## Exercise data

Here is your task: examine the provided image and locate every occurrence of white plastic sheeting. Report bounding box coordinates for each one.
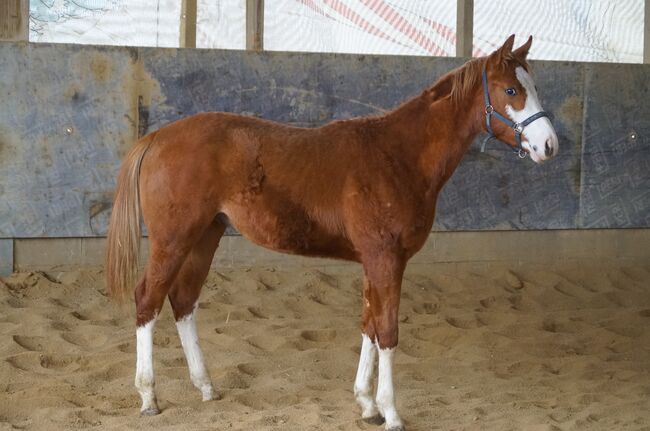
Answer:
[264,0,456,56]
[29,0,181,47]
[30,0,645,63]
[196,0,246,49]
[264,0,644,63]
[474,0,644,63]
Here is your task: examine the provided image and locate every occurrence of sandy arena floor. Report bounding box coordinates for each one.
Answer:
[0,265,650,431]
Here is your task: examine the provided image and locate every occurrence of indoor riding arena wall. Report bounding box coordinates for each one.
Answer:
[0,43,650,274]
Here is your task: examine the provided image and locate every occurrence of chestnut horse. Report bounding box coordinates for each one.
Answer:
[106,36,558,430]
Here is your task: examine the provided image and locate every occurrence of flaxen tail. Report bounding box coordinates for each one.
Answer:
[106,134,154,303]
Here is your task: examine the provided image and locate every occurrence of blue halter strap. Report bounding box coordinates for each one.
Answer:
[481,69,549,159]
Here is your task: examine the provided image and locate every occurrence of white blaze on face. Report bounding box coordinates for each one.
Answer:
[506,66,558,163]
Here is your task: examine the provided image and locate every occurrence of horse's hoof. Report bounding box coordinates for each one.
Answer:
[362,413,384,425]
[140,407,160,416]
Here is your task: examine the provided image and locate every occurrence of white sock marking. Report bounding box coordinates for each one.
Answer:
[135,315,158,411]
[377,348,403,429]
[176,306,214,401]
[354,334,378,418]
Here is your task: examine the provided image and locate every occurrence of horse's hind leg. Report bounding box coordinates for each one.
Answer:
[169,221,225,401]
[135,243,187,416]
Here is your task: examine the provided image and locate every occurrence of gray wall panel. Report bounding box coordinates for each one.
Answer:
[579,64,650,228]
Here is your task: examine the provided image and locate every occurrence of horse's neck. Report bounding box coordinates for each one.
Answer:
[382,91,480,198]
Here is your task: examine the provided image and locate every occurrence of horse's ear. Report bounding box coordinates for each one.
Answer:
[497,34,515,56]
[512,36,533,60]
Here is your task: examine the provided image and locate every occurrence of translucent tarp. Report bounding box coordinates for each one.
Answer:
[29,0,181,47]
[30,0,645,63]
[474,0,645,63]
[264,0,456,56]
[196,0,246,49]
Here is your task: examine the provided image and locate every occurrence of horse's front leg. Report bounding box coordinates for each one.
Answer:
[354,277,384,425]
[358,255,406,431]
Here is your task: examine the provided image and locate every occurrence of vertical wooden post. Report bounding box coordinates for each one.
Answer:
[0,238,14,277]
[180,0,197,48]
[246,0,264,51]
[643,0,650,64]
[0,0,29,41]
[456,0,474,57]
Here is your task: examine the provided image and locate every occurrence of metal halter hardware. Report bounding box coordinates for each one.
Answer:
[481,69,549,159]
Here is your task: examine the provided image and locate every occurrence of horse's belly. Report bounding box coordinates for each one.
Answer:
[223,206,357,260]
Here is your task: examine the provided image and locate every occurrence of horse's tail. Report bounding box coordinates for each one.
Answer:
[106,134,154,303]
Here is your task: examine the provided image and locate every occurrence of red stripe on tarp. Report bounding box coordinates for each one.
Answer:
[323,0,398,43]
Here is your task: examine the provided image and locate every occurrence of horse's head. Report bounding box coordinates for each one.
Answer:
[483,35,558,163]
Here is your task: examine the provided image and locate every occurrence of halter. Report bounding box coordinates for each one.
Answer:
[481,69,549,159]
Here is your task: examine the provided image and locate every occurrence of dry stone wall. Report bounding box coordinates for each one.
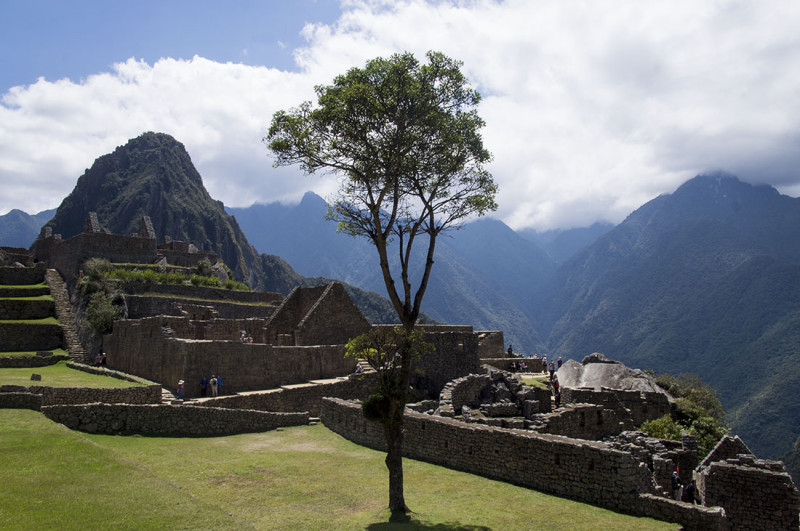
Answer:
[42,404,308,437]
[561,387,671,433]
[0,264,47,286]
[103,317,354,398]
[0,322,64,352]
[0,385,161,406]
[699,455,800,531]
[197,373,377,417]
[0,299,56,320]
[322,398,727,529]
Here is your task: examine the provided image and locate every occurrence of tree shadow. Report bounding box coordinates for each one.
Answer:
[365,514,491,531]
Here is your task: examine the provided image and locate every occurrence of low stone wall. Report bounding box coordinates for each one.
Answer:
[531,404,624,441]
[561,386,671,433]
[42,404,308,437]
[0,299,56,320]
[699,456,800,531]
[0,264,47,286]
[197,373,378,417]
[0,286,50,298]
[117,282,283,304]
[475,331,506,360]
[0,352,69,369]
[67,361,157,385]
[125,295,276,320]
[0,323,64,352]
[626,494,728,531]
[0,391,42,411]
[322,398,726,529]
[0,385,161,406]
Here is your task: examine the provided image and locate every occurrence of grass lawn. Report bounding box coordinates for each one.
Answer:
[0,317,59,326]
[0,282,49,289]
[0,348,69,358]
[0,295,53,301]
[0,410,677,530]
[0,361,146,388]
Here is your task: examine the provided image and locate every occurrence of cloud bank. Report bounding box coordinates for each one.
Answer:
[0,0,800,229]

## What you need to do
Reproduce every line of the rows from the line containing "occurrence of low" through the line containing "[0,391,42,411]", both ends included and the request line kept, and shift each bounding box coordinate in the answers by -145. Give only those lines.

## Exercise answer
Here is your task: examine the provided image and locate every occurrence of low stone wall. Report bounding box coordinates for each one.
Answer:
[386,259,479,296]
[416,241,526,288]
[-103,259,163,292]
[-145,154,-89,175]
[554,311,655,386]
[-145,119,-98,141]
[52,228,233,272]
[-145,141,-95,153]
[-28,137,138,159]
[330,186,361,215]
[-145,207,-76,224]
[-78,216,12,240]
[-20,150,131,175]
[-145,178,-81,207]
[481,349,583,386]
[-145,246,-103,266]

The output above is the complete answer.